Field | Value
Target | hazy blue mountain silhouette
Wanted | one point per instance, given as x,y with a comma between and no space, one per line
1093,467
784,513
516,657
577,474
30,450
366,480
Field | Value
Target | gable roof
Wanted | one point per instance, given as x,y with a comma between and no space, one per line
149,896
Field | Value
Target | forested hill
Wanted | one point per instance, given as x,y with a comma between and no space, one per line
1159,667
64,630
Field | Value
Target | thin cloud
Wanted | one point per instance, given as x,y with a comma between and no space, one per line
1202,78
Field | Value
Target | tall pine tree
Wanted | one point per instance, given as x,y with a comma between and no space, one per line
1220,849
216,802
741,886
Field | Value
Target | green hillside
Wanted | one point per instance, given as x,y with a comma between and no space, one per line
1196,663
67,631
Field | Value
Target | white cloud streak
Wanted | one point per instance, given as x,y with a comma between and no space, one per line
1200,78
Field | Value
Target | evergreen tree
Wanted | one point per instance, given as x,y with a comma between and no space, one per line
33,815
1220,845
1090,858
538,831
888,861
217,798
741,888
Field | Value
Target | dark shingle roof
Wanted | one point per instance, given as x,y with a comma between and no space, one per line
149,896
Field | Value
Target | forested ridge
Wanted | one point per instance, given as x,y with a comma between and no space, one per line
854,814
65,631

--*--

* _DESCRIPTION OF THE TASK_: Put every line of the records above into a numbered list, omitting any blank lines.

* _COMPLETED TASK_:
1. Field | Value
2. Target | hazy blue mountain silhouette
3. Wanted | one point per instance, given as x,y with a comma between and no space, one per line
4. 1093,467
5. 784,513
6. 516,657
7. 577,474
8. 30,450
9. 366,480
10. Field | Value
11. Target | gable roof
12. Wanted | one point per instance, given as x,y with a comma between and no space, one per line
13. 149,896
14. Field | Value
15. Target | forested hill
16. Wanted | one point per instance, given as x,y with a comma between and no space, one per line
17. 1159,667
18. 64,630
19. Field | Value
20. Target | thin cloud
21. Wanted | one point per instance, given as x,y with a comma between and no space, one per line
22. 1202,78
23. Field | Value
24. Target | tall pine tree
25. Wanted | one point per instance, given as x,y with a comma between and no space, one per line
26. 1220,849
27. 216,802
28. 741,886
29. Field | Value
30. Target | green hillside
31. Wanted | one point per instance, given as x,y with a comma between and no space, one per line
32. 1196,663
33. 67,631
34. Field | Value
35. Target | white cloud streak
36. Wanted | one point per instance, given as x,y with a comma between and no space, one per line
37. 1200,78
38. Field | Value
39. Target | evergreen tree
40. Wanted | one point per instance, given as x,y with a comma between and no space, one per line
41. 33,815
42. 1220,845
43. 1090,858
44. 538,831
45. 888,861
46. 217,798
47. 741,888
48. Field | Value
49. Target | dark shingle roof
50. Wanted | one point per instance, given as x,y with a comma between and no space, one per line
51. 149,896
52. Field | Value
53. Target | forested ridge
54. Wanted | one point per instance, given as x,y with a comma between and no space, one per line
55. 854,814
56. 65,631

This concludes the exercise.